Convergence of the Arnoldi Process

Convergence of the Arnoldi Process#

We have introduced the Arnoldi iteration as a practical algorithm for building a small Hessenberg matrix \(H_k\). We now explore the deeper theoretical connections between this algorithm and the fundamental structure it explores: the Krylov subspace.

The Krylov Subspace#

For a matrix \(A \in \mathbb{R}^{n \times n}\) and a starting vector \(q_1\), the \(k\)-dimensional Krylov subspace is defined as the space spanned by the first \(k\) vectors in the “power sequence”:

\[ \mathcal{K}_k(A, q_1) = \text{span}\{q_1, Aq_1, A^2q_1, \dots, A^{k-1}q_1\} \]

This subspace is, in essence, the set of all vectors we can “reach” from \(q_1\) by applying \(A\) up to \(k-1\) times.

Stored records
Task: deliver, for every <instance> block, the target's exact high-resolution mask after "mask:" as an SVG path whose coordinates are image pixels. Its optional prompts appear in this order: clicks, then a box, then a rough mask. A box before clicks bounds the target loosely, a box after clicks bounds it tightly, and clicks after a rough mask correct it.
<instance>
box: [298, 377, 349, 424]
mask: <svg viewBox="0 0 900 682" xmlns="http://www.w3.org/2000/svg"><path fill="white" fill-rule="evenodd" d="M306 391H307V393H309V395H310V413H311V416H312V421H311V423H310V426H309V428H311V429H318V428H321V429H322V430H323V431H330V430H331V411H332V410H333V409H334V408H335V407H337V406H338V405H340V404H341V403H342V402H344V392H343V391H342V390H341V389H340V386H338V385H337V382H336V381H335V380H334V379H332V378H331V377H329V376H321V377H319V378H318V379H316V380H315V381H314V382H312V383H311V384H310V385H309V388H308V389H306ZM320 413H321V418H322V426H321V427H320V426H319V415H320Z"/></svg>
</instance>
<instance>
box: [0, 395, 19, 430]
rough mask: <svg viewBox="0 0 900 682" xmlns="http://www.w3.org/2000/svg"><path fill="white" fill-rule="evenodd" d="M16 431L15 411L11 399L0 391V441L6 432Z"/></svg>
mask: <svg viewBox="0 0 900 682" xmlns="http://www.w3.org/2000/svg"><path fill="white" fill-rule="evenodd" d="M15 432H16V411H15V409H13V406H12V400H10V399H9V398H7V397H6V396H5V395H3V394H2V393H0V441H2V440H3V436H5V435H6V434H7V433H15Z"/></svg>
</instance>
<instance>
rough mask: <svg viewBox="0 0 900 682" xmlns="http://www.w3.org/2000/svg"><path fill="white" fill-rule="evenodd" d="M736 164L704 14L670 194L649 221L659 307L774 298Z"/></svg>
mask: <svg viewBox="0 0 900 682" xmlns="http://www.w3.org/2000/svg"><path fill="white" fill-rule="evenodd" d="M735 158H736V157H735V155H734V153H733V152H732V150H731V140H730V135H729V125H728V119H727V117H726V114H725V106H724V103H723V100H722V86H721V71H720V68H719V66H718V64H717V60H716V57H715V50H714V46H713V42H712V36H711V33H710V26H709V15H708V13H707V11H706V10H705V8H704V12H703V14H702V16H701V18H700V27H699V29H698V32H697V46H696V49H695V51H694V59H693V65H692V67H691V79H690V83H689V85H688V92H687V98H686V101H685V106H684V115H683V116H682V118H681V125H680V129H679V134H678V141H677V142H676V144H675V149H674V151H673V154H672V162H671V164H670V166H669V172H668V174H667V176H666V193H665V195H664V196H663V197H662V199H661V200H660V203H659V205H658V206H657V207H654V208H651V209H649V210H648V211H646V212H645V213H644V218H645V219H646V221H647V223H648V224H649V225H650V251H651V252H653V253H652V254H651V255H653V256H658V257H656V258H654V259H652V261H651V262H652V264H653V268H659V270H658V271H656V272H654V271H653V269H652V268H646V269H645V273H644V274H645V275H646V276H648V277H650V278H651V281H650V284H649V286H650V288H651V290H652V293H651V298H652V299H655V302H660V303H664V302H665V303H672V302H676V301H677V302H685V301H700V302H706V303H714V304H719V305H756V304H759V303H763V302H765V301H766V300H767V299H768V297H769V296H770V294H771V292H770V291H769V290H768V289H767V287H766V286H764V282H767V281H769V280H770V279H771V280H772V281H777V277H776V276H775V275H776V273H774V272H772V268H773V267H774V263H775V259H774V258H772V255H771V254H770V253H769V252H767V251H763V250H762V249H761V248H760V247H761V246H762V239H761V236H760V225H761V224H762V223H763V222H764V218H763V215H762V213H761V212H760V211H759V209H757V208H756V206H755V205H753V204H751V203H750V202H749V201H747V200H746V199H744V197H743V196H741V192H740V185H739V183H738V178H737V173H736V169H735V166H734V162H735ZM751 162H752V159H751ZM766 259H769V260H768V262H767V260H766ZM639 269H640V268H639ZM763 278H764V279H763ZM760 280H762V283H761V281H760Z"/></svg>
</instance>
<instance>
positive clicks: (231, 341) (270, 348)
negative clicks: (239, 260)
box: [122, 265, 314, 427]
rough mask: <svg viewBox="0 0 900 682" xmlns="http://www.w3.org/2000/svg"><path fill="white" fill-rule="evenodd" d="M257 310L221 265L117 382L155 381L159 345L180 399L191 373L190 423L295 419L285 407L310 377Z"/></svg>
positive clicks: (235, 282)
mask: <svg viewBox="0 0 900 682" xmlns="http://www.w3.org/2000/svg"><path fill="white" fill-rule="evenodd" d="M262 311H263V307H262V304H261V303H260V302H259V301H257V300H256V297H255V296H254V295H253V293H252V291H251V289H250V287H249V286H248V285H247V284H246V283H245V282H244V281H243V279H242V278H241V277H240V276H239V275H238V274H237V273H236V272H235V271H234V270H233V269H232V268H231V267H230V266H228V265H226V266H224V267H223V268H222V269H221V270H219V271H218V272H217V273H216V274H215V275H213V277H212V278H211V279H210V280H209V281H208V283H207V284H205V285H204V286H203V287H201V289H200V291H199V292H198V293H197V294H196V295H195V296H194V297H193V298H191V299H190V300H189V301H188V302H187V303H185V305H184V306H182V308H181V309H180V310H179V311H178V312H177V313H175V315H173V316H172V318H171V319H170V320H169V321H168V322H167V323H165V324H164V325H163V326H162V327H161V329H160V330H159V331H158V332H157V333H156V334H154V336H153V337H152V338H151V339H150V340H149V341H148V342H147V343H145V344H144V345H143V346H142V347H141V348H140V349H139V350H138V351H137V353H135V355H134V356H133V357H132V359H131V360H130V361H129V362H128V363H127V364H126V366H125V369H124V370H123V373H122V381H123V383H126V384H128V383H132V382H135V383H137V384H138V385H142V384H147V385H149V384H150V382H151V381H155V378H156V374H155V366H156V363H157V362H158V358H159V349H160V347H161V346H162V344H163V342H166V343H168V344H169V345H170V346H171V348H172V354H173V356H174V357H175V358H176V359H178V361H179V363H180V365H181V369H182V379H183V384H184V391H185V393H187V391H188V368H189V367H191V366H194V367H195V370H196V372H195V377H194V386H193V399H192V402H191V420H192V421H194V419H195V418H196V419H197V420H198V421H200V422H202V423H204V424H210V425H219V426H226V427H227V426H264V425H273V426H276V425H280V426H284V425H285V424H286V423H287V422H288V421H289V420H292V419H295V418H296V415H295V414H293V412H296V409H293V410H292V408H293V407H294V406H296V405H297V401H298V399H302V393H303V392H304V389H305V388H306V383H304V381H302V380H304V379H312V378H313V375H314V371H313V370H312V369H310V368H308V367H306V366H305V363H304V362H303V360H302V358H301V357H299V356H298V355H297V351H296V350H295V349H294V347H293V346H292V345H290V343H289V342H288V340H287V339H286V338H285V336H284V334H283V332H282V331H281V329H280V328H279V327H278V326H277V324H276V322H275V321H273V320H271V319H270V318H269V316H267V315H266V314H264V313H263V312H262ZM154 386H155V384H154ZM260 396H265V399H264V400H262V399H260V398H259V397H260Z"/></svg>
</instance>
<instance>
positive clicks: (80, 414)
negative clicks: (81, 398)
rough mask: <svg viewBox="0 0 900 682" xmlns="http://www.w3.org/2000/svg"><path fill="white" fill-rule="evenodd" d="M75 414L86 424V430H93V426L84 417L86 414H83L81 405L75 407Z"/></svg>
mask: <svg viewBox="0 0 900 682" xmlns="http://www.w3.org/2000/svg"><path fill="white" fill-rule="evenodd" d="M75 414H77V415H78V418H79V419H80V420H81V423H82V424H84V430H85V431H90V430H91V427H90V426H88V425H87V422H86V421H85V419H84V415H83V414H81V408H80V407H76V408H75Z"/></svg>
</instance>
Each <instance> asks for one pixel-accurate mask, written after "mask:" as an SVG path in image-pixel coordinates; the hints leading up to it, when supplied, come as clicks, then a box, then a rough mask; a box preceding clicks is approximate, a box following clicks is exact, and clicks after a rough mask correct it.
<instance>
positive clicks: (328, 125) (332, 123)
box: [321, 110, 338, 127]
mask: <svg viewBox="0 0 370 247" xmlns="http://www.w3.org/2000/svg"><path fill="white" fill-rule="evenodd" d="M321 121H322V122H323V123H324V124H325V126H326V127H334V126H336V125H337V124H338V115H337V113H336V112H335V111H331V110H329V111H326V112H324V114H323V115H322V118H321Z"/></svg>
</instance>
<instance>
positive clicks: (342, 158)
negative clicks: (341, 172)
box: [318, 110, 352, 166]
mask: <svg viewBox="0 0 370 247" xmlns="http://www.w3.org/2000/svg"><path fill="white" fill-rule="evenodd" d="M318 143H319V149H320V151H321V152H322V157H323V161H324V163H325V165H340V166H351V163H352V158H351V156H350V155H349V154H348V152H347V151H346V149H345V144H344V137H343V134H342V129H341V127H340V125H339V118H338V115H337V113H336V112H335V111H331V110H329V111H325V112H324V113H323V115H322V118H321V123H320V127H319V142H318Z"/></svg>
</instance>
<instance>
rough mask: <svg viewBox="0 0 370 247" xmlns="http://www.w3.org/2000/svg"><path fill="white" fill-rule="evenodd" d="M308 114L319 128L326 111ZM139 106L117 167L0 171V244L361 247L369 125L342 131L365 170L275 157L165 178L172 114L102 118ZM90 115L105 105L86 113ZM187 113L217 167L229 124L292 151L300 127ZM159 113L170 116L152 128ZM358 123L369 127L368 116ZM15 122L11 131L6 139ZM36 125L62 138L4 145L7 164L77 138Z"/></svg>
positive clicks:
...
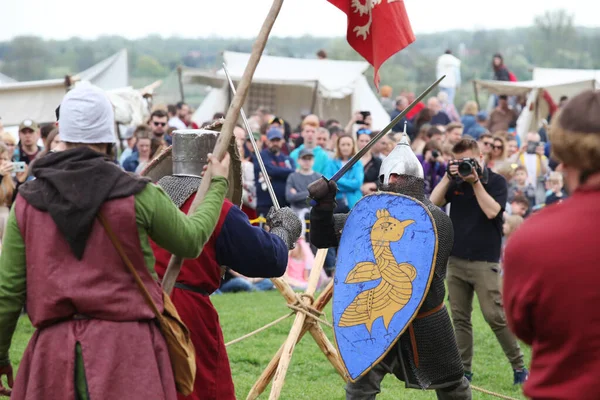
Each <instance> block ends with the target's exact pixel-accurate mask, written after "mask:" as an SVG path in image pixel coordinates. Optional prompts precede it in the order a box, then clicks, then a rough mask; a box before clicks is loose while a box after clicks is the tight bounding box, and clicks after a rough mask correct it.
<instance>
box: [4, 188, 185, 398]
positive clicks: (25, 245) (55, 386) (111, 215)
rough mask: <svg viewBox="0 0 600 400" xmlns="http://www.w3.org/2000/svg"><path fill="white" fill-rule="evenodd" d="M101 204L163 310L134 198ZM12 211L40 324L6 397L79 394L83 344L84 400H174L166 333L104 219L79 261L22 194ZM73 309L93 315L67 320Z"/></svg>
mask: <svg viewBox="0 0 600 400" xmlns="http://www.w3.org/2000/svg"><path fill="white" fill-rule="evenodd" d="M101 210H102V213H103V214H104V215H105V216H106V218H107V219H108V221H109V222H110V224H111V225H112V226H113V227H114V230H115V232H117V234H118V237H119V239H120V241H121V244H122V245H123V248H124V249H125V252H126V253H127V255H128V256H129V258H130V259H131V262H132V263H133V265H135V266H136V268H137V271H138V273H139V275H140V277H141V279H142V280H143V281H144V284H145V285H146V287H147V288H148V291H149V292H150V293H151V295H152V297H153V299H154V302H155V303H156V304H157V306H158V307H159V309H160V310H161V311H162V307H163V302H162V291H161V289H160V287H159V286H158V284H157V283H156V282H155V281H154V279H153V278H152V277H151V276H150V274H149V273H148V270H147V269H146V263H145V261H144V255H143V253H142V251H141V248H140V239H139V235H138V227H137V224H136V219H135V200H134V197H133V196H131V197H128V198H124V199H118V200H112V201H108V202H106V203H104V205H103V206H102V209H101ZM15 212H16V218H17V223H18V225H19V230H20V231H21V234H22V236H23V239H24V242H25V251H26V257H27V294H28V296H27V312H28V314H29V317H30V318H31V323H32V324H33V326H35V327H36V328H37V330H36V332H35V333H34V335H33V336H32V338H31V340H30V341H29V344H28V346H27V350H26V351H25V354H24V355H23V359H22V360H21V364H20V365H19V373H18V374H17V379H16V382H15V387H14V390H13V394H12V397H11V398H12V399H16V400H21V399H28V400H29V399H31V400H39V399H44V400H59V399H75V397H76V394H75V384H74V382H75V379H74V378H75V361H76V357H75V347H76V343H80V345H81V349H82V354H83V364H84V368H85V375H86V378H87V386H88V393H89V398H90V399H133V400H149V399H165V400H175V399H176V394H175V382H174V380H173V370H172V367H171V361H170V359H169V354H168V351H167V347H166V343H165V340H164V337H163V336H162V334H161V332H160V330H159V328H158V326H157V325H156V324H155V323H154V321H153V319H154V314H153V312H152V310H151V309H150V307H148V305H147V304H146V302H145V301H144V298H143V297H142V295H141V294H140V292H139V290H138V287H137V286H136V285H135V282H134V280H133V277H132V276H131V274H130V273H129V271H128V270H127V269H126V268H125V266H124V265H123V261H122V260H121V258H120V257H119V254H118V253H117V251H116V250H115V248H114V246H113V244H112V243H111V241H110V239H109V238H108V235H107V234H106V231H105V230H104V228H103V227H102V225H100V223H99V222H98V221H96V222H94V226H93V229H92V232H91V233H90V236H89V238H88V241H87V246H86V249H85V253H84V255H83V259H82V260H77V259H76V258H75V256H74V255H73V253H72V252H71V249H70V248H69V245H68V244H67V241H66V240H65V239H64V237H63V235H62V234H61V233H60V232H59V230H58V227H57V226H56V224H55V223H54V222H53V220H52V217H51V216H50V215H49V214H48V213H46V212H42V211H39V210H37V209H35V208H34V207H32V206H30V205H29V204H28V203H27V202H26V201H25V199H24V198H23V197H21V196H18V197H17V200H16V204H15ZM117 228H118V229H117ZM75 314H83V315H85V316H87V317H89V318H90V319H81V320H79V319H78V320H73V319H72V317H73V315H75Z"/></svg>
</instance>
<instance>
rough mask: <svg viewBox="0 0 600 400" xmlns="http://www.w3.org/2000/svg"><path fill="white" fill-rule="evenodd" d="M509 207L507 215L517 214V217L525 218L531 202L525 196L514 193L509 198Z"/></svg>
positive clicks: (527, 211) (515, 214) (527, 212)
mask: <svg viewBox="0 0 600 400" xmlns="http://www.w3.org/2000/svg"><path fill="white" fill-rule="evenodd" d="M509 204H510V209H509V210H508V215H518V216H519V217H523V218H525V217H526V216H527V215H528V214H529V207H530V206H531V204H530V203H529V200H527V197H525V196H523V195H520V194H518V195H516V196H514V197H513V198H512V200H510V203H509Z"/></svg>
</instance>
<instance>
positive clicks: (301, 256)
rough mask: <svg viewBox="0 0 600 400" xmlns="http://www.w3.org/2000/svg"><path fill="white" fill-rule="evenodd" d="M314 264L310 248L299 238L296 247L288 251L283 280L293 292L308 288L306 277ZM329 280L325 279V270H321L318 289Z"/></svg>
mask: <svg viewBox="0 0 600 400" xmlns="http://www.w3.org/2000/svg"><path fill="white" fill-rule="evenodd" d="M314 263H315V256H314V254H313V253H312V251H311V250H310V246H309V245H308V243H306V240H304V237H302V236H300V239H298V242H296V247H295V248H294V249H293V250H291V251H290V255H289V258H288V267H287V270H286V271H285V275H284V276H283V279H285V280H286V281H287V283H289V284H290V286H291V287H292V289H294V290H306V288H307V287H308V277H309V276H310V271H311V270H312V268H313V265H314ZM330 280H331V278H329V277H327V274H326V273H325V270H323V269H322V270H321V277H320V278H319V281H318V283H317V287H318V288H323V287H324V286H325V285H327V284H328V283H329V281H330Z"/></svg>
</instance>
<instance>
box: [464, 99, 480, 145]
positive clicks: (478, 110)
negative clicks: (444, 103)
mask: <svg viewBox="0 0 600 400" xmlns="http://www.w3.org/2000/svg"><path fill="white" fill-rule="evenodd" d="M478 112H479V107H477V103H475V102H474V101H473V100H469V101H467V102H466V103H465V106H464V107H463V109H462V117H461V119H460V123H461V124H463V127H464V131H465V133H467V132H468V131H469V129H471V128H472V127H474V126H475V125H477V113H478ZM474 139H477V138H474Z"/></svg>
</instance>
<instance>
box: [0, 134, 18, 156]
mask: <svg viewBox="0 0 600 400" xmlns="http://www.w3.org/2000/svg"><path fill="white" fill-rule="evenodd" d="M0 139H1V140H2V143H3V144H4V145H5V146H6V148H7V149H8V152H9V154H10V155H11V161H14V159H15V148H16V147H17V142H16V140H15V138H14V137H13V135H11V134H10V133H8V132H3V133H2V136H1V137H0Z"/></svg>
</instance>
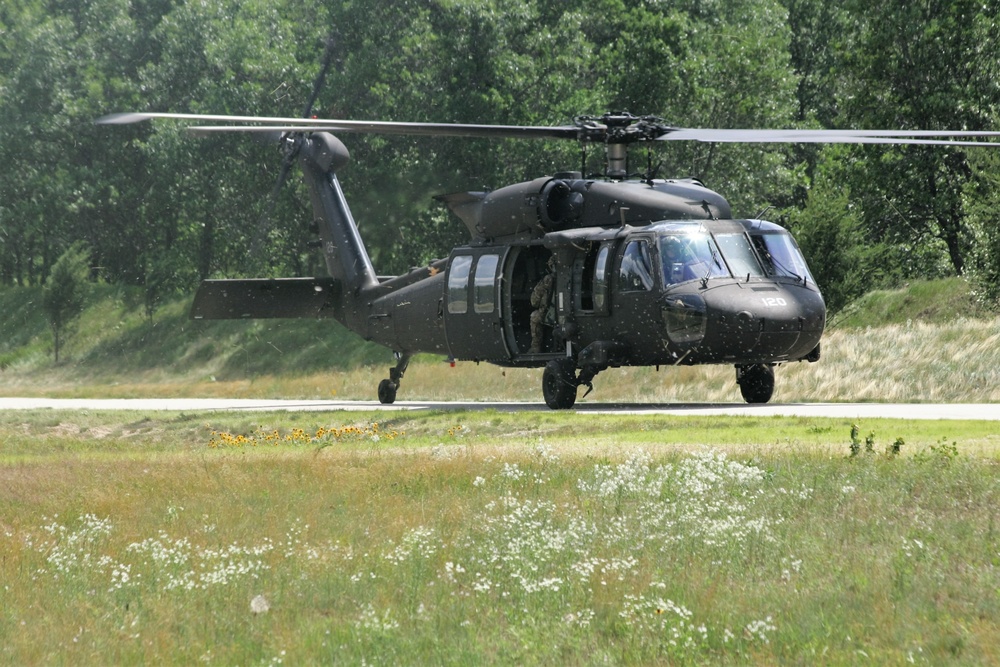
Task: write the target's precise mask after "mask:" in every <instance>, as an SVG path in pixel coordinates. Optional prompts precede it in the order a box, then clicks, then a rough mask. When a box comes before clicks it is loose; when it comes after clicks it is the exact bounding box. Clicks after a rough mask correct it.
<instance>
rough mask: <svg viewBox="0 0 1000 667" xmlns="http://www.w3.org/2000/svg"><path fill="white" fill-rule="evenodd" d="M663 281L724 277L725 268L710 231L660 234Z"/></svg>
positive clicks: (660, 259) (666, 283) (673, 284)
==
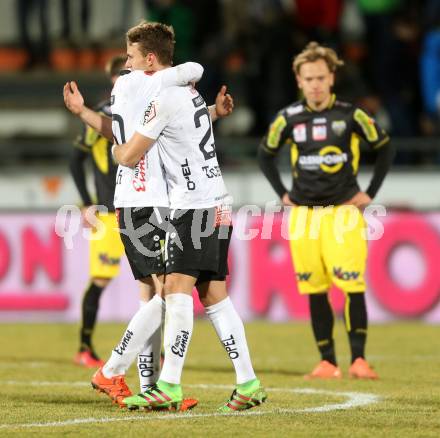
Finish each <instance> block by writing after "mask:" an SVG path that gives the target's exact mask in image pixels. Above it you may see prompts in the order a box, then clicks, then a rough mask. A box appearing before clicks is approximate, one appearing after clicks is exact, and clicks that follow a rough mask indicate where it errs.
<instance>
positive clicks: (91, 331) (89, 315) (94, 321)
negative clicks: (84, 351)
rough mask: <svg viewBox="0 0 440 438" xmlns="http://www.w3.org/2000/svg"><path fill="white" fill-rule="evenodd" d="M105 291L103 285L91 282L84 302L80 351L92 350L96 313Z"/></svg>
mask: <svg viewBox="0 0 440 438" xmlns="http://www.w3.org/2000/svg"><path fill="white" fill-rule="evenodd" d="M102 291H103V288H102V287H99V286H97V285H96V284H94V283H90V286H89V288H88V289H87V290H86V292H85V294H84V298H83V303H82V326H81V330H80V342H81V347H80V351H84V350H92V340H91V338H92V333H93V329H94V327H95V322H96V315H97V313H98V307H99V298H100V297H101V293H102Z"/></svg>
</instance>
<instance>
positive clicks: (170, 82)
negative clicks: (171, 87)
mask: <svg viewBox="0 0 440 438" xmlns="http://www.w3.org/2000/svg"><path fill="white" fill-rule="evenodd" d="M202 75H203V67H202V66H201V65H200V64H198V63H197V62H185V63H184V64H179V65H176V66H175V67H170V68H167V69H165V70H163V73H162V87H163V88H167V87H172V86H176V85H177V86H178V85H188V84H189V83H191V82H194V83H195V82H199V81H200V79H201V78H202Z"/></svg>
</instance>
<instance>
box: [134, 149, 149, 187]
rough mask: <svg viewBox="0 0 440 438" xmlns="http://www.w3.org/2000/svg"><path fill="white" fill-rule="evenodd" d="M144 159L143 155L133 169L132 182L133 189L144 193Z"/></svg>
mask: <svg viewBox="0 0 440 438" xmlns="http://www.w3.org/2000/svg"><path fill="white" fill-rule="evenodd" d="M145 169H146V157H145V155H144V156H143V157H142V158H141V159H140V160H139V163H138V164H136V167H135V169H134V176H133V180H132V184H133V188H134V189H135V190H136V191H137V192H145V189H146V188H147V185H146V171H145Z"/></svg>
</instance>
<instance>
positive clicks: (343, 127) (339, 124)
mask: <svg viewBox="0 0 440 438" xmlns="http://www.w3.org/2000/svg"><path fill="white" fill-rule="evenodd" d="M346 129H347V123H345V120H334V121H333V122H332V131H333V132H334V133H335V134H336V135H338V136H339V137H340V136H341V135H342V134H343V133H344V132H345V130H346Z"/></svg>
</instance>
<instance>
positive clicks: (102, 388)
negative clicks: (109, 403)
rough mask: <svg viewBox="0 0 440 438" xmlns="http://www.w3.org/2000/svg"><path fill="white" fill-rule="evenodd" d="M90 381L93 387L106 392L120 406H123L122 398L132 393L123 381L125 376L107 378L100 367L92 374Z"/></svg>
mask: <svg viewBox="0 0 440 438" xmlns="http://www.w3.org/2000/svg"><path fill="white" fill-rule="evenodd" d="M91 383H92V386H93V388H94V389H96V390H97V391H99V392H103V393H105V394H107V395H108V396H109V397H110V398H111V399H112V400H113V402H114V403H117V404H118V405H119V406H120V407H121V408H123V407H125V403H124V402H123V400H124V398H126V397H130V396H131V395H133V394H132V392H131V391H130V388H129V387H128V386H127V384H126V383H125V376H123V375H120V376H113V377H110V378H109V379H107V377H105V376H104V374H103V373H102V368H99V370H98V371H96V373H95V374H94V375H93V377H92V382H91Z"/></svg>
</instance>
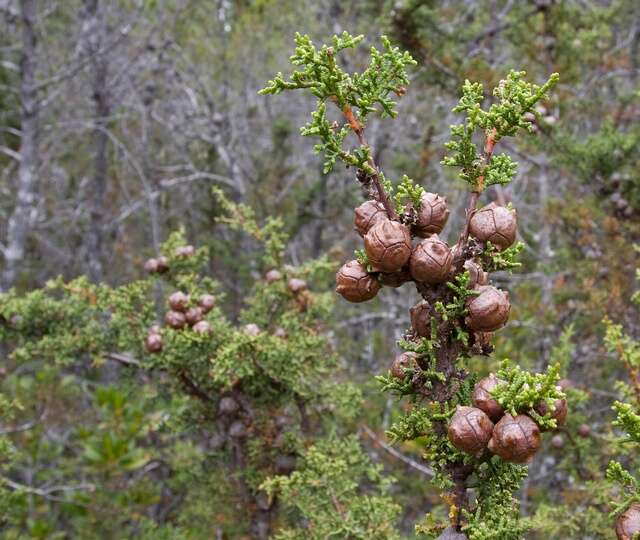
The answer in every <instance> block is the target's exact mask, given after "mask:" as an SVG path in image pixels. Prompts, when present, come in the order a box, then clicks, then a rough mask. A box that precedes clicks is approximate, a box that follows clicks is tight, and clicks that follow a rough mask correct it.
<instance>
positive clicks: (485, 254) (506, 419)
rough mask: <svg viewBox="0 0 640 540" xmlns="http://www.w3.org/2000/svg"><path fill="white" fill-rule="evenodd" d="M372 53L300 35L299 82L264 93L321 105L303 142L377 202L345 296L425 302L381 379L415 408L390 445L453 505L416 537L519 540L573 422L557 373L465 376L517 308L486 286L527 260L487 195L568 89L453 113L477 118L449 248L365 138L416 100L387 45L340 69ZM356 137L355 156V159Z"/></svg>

[WHAT YOU WILL DO]:
**a)** In the Arnoldi page, swap "vectors" for "points" and give the passage starting at "The Krylov Subspace#" and ending at "to \(k-1\) times.".
**b)** Does the Arnoldi page support each statement below? Answer yes or no, and quote the words that decide it.
(i) The Arnoldi iteration is presented as an algorithm for building a small Hessenberg matrix.
(ii) The Krylov subspace is called a minor side detail of the algorithm.

[YOUR RESPONSES]:
**a)**
The Krylov Subspace#

For a matrix \(A \in \mathbb{R}^{n \times n}\) and a starting vector \(q_1\), the \(k\)-dimensional Krylov subspace is defined as the space spanned by the first \(k\) points in the “power sequence”:

\[ \mathcal{K}_k(A, q_1) = \text{span}\{q_1, Aq_1, A^2q_1, \dots, A^{k-1}q_1\} \]

This subspace is, in essence, the set of all points we can “reach” from \(q_1\) by applying \(A\) up to \(k-1\) times.

**b)**
(i) Yes: "a practical algorithm for building a small Hessenberg matrix"
(ii) No: "the fundamental structure it explores: the Krylov subspace."